- _Your goal_
All entries below are to be reproduced exactly.

━━━━

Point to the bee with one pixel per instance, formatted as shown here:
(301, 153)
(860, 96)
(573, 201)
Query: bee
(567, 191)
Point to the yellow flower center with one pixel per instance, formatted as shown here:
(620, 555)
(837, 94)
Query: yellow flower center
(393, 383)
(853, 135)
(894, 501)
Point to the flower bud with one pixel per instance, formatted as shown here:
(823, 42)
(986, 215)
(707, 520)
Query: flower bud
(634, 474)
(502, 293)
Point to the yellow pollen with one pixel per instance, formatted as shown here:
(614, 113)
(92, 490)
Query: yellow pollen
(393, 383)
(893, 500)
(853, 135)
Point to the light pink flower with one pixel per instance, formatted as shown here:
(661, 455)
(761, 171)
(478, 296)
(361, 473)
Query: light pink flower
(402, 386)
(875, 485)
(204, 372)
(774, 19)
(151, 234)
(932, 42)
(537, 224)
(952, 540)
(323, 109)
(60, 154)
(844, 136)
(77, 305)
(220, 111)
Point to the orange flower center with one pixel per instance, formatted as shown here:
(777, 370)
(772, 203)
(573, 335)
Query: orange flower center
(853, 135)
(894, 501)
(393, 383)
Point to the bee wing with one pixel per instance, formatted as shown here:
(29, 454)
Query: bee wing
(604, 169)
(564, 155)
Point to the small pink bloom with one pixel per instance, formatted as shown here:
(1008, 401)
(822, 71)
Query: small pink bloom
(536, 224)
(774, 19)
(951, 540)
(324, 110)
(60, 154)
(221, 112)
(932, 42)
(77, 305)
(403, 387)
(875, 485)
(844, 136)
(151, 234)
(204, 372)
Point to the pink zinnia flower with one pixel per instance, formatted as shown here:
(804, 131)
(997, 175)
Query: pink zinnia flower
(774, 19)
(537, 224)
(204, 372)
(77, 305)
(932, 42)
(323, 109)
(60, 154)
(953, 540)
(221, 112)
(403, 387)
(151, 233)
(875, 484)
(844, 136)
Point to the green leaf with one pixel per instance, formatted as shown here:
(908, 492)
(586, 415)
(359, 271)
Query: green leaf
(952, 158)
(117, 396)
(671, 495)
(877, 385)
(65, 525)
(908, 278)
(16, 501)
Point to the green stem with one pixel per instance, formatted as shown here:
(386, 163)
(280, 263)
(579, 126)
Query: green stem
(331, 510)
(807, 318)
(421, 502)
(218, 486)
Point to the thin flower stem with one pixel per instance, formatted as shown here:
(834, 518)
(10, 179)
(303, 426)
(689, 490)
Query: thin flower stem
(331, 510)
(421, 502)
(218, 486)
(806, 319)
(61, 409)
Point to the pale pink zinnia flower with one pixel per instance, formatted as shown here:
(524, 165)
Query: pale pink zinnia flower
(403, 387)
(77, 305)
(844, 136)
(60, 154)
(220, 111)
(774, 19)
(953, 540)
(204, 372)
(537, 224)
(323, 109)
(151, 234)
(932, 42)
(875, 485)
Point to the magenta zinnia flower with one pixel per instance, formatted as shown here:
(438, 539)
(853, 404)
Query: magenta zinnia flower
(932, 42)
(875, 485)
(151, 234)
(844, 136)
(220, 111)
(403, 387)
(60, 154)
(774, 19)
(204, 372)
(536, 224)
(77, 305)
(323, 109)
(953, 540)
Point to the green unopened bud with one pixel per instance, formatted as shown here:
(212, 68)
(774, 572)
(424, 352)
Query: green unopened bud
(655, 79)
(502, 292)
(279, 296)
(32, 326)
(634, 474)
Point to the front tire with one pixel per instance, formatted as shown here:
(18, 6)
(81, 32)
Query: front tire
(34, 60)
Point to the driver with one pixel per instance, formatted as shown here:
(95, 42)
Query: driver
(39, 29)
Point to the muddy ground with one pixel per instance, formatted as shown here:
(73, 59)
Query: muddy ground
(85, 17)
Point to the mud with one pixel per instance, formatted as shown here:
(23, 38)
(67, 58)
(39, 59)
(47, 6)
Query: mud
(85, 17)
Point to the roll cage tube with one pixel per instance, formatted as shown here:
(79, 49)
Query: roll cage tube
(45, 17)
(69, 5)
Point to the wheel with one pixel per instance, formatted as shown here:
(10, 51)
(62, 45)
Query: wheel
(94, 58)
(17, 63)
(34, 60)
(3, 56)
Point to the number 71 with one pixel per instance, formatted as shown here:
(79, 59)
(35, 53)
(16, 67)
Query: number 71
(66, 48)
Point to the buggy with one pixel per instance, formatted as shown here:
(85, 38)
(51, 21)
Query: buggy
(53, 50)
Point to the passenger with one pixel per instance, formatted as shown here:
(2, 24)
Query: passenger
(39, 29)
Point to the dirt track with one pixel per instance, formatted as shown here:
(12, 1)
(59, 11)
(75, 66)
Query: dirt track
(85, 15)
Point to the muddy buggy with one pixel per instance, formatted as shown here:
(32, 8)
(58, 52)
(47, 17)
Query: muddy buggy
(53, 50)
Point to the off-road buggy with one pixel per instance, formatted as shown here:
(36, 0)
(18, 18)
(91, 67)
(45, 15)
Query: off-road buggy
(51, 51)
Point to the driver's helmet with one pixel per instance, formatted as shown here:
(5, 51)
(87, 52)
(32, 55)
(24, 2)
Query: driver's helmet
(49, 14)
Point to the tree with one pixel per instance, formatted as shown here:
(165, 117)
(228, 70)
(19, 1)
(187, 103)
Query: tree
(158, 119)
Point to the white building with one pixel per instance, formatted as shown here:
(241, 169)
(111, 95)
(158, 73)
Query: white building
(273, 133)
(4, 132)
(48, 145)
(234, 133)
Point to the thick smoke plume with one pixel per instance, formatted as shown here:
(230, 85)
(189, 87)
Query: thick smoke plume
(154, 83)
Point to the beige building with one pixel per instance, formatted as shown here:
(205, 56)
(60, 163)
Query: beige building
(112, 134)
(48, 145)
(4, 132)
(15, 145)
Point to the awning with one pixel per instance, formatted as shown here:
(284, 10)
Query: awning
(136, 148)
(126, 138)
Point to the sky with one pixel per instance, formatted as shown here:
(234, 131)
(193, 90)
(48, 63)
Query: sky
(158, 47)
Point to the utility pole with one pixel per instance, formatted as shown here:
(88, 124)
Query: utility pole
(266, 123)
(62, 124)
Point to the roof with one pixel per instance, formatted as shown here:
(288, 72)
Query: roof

━━━━

- _Exercise result_
Point to the bee with one pixel per instance, formatted as shown here:
(301, 153)
(860, 96)
(573, 201)
Query: bee
(567, 191)
Point to the yellow flower center with one pixel per instance, formatted as shown here:
(620, 555)
(837, 94)
Query: yellow flower center
(393, 383)
(853, 135)
(894, 501)
Point to the flower bud with one pixel per instance, formatted as shown here:
(823, 42)
(986, 215)
(707, 520)
Query: flower bud
(634, 474)
(502, 293)
Point to the yellow pollen with one pixel per instance, formatted as shown here:
(614, 113)
(92, 490)
Query: yellow pollen
(393, 383)
(893, 500)
(853, 135)
Point to the light pink flower with one pixel per instance, formatted as shown here:
(661, 455)
(761, 171)
(478, 296)
(361, 473)
Query: light pink flower
(402, 386)
(875, 485)
(204, 372)
(774, 19)
(151, 234)
(932, 42)
(537, 224)
(952, 540)
(323, 109)
(60, 154)
(844, 136)
(77, 305)
(220, 111)
Point to the orange flower center with one pixel per instance, formatted as shown here:
(777, 370)
(772, 203)
(573, 335)
Query: orange flower center
(853, 135)
(894, 501)
(393, 383)
Point to the bee wing with one pixel per instance, formatted as shown here:
(29, 454)
Query: bee wing
(604, 169)
(564, 155)
Point to the small pink bloom with one pixel per instance, formatted as shown here:
(1008, 401)
(822, 71)
Query: small pink bloom
(536, 224)
(774, 19)
(951, 540)
(324, 110)
(60, 154)
(221, 112)
(932, 42)
(77, 305)
(403, 387)
(875, 485)
(844, 136)
(151, 234)
(204, 372)
Point to the pink zinnia flower with one pixel per instance, formatted as shown here:
(804, 131)
(997, 175)
Query: pink zinnia flower
(774, 19)
(537, 224)
(204, 372)
(77, 305)
(932, 42)
(323, 109)
(60, 154)
(953, 540)
(221, 112)
(403, 387)
(151, 233)
(875, 484)
(844, 136)
Point to the green leaf with one pixel per instance, formatted as shown here:
(908, 492)
(586, 415)
(359, 271)
Query: green leaf
(952, 158)
(117, 396)
(671, 495)
(877, 385)
(65, 525)
(908, 278)
(16, 501)
Point to the green stem with one pixel per instance, formatted as shown here:
(386, 163)
(280, 263)
(579, 126)
Query: green stem
(331, 510)
(807, 318)
(421, 502)
(218, 486)
Point to the thin flower stem with one pixel per instance, formatted as shown here:
(834, 518)
(10, 179)
(303, 426)
(689, 490)
Query: thin flower stem
(331, 510)
(421, 502)
(218, 486)
(806, 319)
(61, 409)
Point to the pale pink zinnia flower with one pixel per instance, formatted as shown here:
(524, 165)
Query: pale pink zinnia flower
(403, 387)
(77, 305)
(844, 136)
(60, 154)
(220, 111)
(774, 19)
(953, 540)
(204, 372)
(537, 224)
(323, 109)
(151, 234)
(932, 42)
(875, 485)
Point to the magenta zinnia flower with one pixel per instance, formatted as shown here:
(438, 539)
(853, 404)
Query: magenta zinnia flower
(932, 42)
(875, 485)
(151, 234)
(844, 136)
(220, 111)
(403, 387)
(60, 154)
(774, 19)
(204, 372)
(536, 224)
(77, 305)
(323, 109)
(953, 540)
Point to the green unopened bud with one pixel per instance, formatted as shown here:
(212, 68)
(774, 572)
(424, 352)
Query: green unopened bud
(655, 79)
(502, 292)
(279, 296)
(32, 326)
(634, 474)
Point to the front tire with one pixel per instance, formatted as shown here:
(18, 6)
(81, 32)
Query: front tire
(34, 60)
Point to the driver with one pixel per instance, formatted as shown here:
(95, 42)
Query: driver
(39, 29)
Point to the muddy ground with one pixel per instance, formatted as shown here:
(73, 59)
Query: muddy ground
(85, 17)
Point to the mud with one pixel per instance, formatted as shown here:
(23, 38)
(67, 58)
(39, 59)
(47, 6)
Query: mud
(85, 17)
Point to the roll cage tube with one pixel per instance, formatted as shown here:
(79, 49)
Query: roll cage tube
(45, 17)
(69, 5)
Point to the wheel with one pixel per instance, formatted as shown here:
(10, 51)
(62, 45)
Query: wheel
(94, 58)
(17, 63)
(34, 60)
(3, 56)
Point to the number 71 with one pixel per instance, formatted as shown here:
(79, 59)
(35, 53)
(16, 67)
Query: number 71
(66, 48)
Point to the buggy with one pixel per instance, formatted as shown here:
(85, 38)
(51, 21)
Query: buggy
(53, 50)
Point to the passenger with one pixel per instance, formatted as shown here:
(2, 24)
Query: passenger
(39, 29)
Point to the dirt track with one pixel per instance, formatted as shown here:
(12, 1)
(59, 11)
(75, 66)
Query: dirt track
(85, 15)
Point to the muddy buggy with one pixel per instance, formatted as shown here:
(32, 8)
(58, 52)
(47, 17)
Query: muddy buggy
(53, 50)
Point to the off-road buggy with one pixel per instance, formatted as shown here:
(36, 0)
(18, 18)
(91, 67)
(45, 15)
Query: off-road buggy
(51, 51)
Point to the driver's helmet with one pixel per instance, formatted as shown here:
(5, 51)
(87, 52)
(32, 55)
(24, 2)
Query: driver's helmet
(49, 14)
Point to the tree with one pixel per instance, formatted as shown here:
(165, 117)
(228, 70)
(19, 1)
(187, 103)
Query: tree
(158, 119)
Point to the white building with one pixel per instance, formatted as shown here:
(241, 169)
(111, 95)
(158, 73)
Query: white building
(273, 133)
(4, 132)
(48, 145)
(234, 133)
Point to the thick smoke plume with one pixel per instance, formatted as shown here:
(230, 85)
(189, 87)
Query: thick smoke plume
(154, 83)
Point to the beige building with one pixel per instance, formatted as shown here:
(205, 56)
(60, 163)
Query: beige building
(112, 134)
(48, 145)
(4, 132)
(15, 145)
Point to the awning with one pixel per instance, formatted as shown here:
(284, 10)
Query: awning
(136, 148)
(126, 138)
Point to the sky with one pixel per instance, formatted as shown here:
(234, 131)
(193, 90)
(48, 63)
Query: sky
(158, 47)
Point to the utility pole with one pixel per instance, formatted as shown here:
(88, 124)
Query: utility pole
(266, 123)
(62, 124)
Point to the roof with one pixel per instance, formatted as shown here:
(288, 72)
Query: roof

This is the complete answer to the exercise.